_WHAT YOU HAVE TO DO_: Show every line of the data that includes the word "green".

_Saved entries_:
* * *
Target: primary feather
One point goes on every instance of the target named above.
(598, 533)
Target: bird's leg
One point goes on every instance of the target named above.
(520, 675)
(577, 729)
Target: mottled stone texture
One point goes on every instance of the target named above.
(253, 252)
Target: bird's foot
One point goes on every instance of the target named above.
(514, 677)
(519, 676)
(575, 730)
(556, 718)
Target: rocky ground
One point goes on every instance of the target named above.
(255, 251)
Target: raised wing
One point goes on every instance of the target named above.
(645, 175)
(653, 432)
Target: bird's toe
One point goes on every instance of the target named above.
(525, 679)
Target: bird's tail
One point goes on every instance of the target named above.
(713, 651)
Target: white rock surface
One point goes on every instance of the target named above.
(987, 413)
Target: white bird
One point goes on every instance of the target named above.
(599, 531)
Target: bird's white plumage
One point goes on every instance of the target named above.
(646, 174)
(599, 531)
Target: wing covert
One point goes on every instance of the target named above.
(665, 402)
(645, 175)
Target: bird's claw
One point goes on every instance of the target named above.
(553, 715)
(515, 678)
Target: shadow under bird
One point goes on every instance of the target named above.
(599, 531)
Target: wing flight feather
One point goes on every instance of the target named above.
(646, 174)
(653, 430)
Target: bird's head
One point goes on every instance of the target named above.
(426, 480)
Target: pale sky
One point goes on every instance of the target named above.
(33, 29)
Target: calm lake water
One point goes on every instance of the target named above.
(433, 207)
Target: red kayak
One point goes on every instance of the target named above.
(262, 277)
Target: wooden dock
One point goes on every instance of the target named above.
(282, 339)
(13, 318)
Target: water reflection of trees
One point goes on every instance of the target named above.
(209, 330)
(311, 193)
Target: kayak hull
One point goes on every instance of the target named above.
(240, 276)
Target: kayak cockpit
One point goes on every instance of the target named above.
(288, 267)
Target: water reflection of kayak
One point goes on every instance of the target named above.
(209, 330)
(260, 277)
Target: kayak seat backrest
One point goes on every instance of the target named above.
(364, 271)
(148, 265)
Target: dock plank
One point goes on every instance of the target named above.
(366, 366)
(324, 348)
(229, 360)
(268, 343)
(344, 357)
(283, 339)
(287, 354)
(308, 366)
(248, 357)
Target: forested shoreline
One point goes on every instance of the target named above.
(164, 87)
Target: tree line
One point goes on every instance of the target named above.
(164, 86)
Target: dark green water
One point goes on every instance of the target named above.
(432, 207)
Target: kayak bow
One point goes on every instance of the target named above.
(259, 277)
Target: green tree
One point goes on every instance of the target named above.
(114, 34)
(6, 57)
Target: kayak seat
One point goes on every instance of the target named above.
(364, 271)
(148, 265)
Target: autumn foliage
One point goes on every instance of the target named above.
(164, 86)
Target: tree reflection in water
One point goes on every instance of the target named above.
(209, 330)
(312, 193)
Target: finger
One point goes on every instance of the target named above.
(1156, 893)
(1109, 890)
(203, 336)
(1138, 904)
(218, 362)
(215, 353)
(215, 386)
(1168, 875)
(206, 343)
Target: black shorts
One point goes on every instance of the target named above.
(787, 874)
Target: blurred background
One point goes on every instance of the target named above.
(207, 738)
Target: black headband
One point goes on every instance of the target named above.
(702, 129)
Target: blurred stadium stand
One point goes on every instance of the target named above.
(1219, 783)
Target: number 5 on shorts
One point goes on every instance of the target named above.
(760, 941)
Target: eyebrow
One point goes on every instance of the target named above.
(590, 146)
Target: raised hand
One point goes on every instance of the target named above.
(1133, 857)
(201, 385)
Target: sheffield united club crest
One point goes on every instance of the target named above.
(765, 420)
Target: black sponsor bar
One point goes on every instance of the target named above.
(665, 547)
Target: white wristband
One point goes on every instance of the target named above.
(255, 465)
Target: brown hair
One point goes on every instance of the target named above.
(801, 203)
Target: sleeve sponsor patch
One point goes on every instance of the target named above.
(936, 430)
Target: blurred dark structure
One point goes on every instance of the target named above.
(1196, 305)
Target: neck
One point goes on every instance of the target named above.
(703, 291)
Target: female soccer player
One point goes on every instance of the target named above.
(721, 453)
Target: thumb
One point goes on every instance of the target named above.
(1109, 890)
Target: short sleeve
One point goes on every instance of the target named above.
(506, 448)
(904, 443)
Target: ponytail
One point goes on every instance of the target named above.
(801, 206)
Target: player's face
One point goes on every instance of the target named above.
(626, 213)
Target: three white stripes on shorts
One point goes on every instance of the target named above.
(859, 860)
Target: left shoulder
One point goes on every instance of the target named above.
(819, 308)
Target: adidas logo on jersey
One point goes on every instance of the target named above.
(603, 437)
* * *
_RESPONSE AREA_:
Target: dark green water
Target: green tree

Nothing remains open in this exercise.